EXERCISE GOAL
Copy out the lines below word for word, omitting any pictures.

+++ RAW RECORDS

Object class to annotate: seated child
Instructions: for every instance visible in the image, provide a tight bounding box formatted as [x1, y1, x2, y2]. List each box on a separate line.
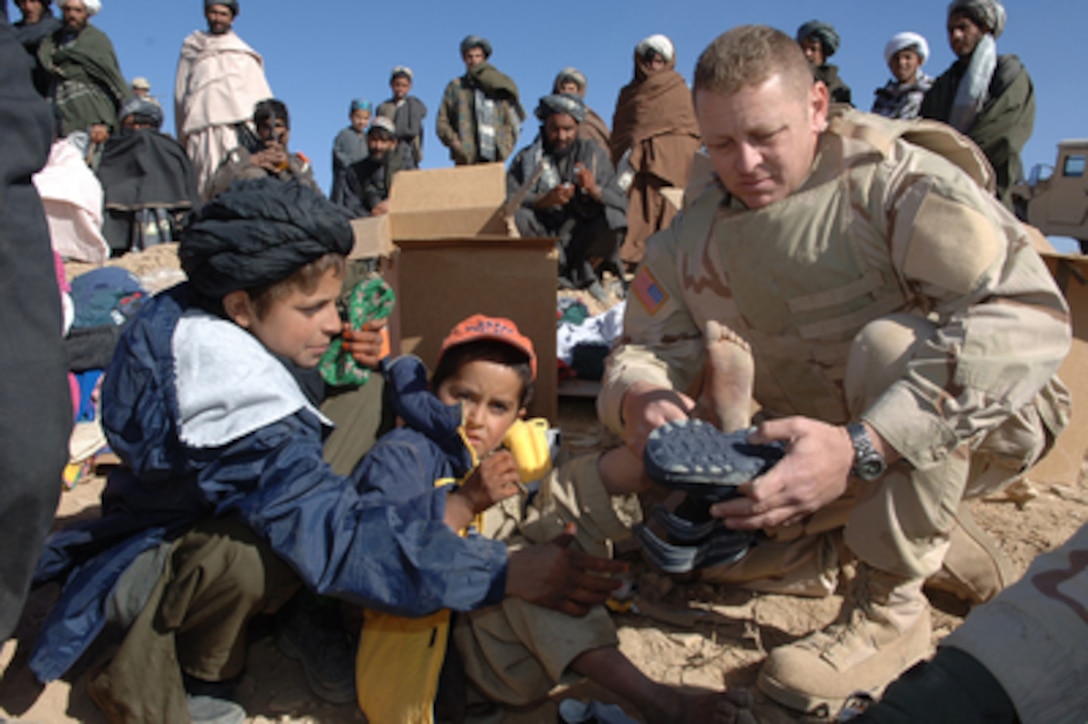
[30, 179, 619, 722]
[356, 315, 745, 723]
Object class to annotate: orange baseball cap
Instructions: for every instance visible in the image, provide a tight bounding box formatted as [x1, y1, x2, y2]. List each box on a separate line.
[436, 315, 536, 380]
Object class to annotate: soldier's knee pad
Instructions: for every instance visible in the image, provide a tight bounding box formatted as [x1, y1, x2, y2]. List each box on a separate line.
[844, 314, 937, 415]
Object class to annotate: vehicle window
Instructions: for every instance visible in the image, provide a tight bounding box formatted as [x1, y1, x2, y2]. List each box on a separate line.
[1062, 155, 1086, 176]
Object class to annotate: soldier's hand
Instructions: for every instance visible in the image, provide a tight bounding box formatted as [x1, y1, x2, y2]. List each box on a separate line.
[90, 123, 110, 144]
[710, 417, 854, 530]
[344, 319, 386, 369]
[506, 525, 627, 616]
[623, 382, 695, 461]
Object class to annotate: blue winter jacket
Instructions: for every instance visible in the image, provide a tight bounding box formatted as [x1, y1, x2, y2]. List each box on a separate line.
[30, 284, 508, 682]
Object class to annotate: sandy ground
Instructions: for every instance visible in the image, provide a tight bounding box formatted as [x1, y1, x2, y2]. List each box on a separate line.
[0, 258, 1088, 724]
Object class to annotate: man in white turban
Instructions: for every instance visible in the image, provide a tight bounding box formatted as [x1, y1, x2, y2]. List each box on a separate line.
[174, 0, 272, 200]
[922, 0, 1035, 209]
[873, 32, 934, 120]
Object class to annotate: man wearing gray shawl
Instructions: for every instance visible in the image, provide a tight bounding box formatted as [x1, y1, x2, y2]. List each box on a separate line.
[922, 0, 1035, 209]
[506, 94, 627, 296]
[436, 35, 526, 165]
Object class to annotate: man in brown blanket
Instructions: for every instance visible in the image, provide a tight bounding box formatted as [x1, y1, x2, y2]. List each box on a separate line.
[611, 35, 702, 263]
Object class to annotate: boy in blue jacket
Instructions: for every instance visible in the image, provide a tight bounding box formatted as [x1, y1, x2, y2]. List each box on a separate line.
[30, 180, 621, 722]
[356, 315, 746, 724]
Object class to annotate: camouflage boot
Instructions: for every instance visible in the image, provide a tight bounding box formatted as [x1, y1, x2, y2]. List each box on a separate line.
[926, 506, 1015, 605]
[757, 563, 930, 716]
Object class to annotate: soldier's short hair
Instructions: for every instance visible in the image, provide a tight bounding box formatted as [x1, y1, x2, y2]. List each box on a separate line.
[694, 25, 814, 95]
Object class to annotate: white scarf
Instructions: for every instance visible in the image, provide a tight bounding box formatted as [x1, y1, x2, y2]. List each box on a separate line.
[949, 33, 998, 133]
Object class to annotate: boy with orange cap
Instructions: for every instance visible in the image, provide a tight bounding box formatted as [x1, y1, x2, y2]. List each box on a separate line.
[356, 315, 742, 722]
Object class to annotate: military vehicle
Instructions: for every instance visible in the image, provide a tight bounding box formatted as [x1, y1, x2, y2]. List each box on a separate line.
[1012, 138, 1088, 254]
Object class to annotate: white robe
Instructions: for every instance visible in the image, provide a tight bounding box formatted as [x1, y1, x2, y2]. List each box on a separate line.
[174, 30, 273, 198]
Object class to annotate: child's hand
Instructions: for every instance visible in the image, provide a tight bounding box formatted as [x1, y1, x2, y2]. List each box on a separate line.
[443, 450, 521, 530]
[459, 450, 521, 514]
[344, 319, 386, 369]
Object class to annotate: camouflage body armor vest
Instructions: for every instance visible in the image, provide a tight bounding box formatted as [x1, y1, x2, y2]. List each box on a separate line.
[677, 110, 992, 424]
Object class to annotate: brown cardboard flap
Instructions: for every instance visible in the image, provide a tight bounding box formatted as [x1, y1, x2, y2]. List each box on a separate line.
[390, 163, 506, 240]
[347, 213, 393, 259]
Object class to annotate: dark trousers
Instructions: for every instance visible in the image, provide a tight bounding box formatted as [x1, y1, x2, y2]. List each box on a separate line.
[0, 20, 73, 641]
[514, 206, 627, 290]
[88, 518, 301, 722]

++++++

EXERCISE SOLUTION
Object class to annotate: seated child
Instructions: for every instance visible in the image, provide a tight bounding box formatted as [x1, y1, x2, y2]. List each box on a separate line.
[30, 179, 619, 722]
[356, 315, 745, 723]
Object class to annotate: orange baseball cap
Instructions: for every instance visible in the image, provide a tight bounding box formatted as [x1, y1, x2, y2]. List each box on a separate line.
[436, 315, 536, 380]
Object class to annotate: soldier's knee pad
Instructions: for every instance visible in the image, provide a tight bounding box formatted as [x1, y1, x2, y2]. List each box on a separate line.
[844, 314, 937, 415]
Object class to annotate: vehicle window
Instructions: for every instance visible in the image, provide a tight bounding box formatted as [x1, y1, x2, y2]. List each box on a separate line.
[1062, 155, 1086, 176]
Object class to annotate: soldier's hand
Instructions: for every instance visible in the image, provide a tight bounding box formatted as [x1, y1, x2, y2]. List each box on a separate line.
[90, 123, 110, 144]
[710, 417, 854, 530]
[344, 319, 386, 369]
[506, 525, 627, 616]
[623, 382, 695, 461]
Object class to annotate: blue winter jacket
Instructions: for every instance visible in the image, provide a tight bounding box formatted as [x1, y1, x2, y2]. List each box on a separate line.
[30, 284, 508, 682]
Object class to annotate: sandy ground
Instructions: for every instance visible in the image, provide a tight bounding box formatted as [x1, y1, x2, y2]. List each box on a separate line.
[0, 258, 1088, 724]
Object class to annotate: man in white turban
Instructions: for every instance visible in the image, provide a tight bounding box formatted as [x1, y1, x2, y2]. List each box on a separate line.
[174, 0, 272, 200]
[922, 0, 1035, 209]
[873, 32, 934, 120]
Object class to annotate: man wearing gray shawl
Instructions: for every instance visible in the image, provide a tight bounding box formatted as [x1, y1, x2, y2]. List each box on a separate line.
[922, 0, 1035, 209]
[506, 94, 627, 296]
[436, 35, 526, 165]
Object class to annotate: man in brown blanket
Instructions: for every instance visible in the image, provide a tight bounding box formatted as [x1, y1, x2, y2]. List each box on a separate line.
[611, 35, 702, 263]
Object class to annotate: boy in blue jacket
Instructions: for every instance visible in the image, provide a tight bounding box formatted as [x1, y1, x2, y2]. List each box on a separate line.
[30, 180, 621, 722]
[356, 315, 746, 724]
Object class to annotate: camouflage boot
Instructions: for every instance visible in the image, provide a tight bounding box formatted as [x1, y1, x2, y2]. List each box on a separate line.
[926, 506, 1015, 605]
[757, 563, 930, 716]
Object class to annotate: soldier's short hair
Instructions: for every instance visible in the image, provide a tight bounding box formatted as [x1, y1, x2, y2]. List each box on a separate line.
[694, 25, 814, 95]
Object class to annotate: white scarf
Instructions: for every instance visible in the image, provide a tight bounding box formatted as [x1, y1, x2, y2]. List each box on a separate line.
[949, 33, 998, 133]
Object class to annotate: boy with orange cap
Instructions: for every instance visible in the image, provide a tight bounding box formatted as [x1, y1, x2, y2]. List each box on a separate line.
[356, 315, 742, 722]
Object class to annotate: military vehicle
Instructions: for every instance visible in the image, provide a tight bounding box formatted as [x1, y1, x2, y2]. List each box on a separate line.
[1012, 138, 1088, 254]
Object class to annotate: white robe
Instructions: for every instance visible in the image, provide a tight bounding box formatted as [x1, y1, x2, y2]. List each box on a separate line.
[174, 30, 273, 198]
Object class to annotate: child's hand
Instructions: for every instance visible in the image, provide a tight bounding box formatted as [x1, y1, x2, y2]. List each box on a separate line.
[443, 450, 521, 530]
[459, 450, 521, 514]
[344, 319, 386, 369]
Object class to annotate: camouflage body armor vest
Instructions: for every instance visible in the image, provide a tight bounding box formatted as [x1, y1, x2, y2]. List each box on a separate line.
[677, 110, 992, 424]
Object class to annotate: brown cardboard flap
Instructions: for every instance visible in the image, provide a tight bounding box formatted as [x1, y1, x2, y2]. List each box on a separate line.
[390, 163, 506, 240]
[347, 213, 393, 259]
Object class to annotate: dark trousers
Instructions: for every instance visible in the image, provide a tight bounding box formatted as [x1, y1, x2, y2]. List each box on a separate line.
[0, 20, 73, 641]
[514, 206, 627, 290]
[88, 518, 301, 722]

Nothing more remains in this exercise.